Given instruction 1:
Answer these questions using the dispersion nozzle text.
(a) What is the preferred range for the ratio of D_MR to L_MR?
(b) What kind of flow does a curved diffuser produce in the formed gas/liquid mixture?
(c) In the alternative embodiment, what is the minimum number N of intake openings in the inlet region?

Text shown:
= = = = = = =
For both embodiments an internal diameter of the mixing tube is either configured to be continuously the same size or tapers in the direction of the diffuser.

In one preferred embodiment the diffuser is configured as curved. This is advantageous in respect of the space requirement of the dispersion nozzle and results in the configuration of a swirling flow for the formed gas/liquid mixture, which further improves the dispersion of gas and liquid.

A ratio of a diameter D_MR of a mixing tube inlet opening of the mixing tube and a length L_MR of the mixing tube is preferably in the range from 1:3 to 1:8, in particular in the range from 1:4 to 1:6.

In one preferred embodiment of the dispersion nozzle only one intake opening is present in the inlet region of the mixing arrangement.

In an alternative embodiment the inlet region of the mixing arrangement has at least a number N≧2, in particular N≧8, of intake openings, by way of which liquid, in particular suspension, can be sucked into the interior of the mixing arrangement. This allows a more regular and rapid mixing of the liquid with the gas flowing out of the gas feed nozzle.
= = = = = = =
Given instruction 2: Reproduce the entries from the line containing "Could you please indicate the carved" through the end of the entries, inclusive.
= = = = = = =
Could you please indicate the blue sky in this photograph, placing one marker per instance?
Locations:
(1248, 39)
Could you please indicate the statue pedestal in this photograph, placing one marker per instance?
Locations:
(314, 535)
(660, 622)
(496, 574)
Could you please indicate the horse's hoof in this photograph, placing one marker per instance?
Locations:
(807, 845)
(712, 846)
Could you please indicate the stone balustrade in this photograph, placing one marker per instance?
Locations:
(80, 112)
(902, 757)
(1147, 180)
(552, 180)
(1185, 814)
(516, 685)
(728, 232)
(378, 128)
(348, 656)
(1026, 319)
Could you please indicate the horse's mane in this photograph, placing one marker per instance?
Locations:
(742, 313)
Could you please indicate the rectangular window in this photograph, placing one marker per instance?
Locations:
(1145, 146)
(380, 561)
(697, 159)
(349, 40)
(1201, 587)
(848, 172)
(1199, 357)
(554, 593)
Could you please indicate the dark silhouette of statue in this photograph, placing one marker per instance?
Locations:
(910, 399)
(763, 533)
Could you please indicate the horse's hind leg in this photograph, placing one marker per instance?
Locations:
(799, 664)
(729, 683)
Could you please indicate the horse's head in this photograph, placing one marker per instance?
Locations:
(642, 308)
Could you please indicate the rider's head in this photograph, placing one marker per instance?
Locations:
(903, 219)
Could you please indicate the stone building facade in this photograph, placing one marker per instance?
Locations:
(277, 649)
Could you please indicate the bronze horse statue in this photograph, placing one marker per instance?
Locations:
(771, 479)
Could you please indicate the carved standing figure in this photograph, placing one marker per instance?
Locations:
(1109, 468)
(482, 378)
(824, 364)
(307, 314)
= = = = = = =
Task output 1:
(a) 1:3 to 1:8, in particular 1:4 to 1:6
(b) A swirling flow
(c) N≧2, in particular N≧8

Task output 2:
Could you please indicate the carved standing figure in this photograph, placing one marker per instance?
Locations:
(1109, 468)
(482, 378)
(824, 364)
(307, 314)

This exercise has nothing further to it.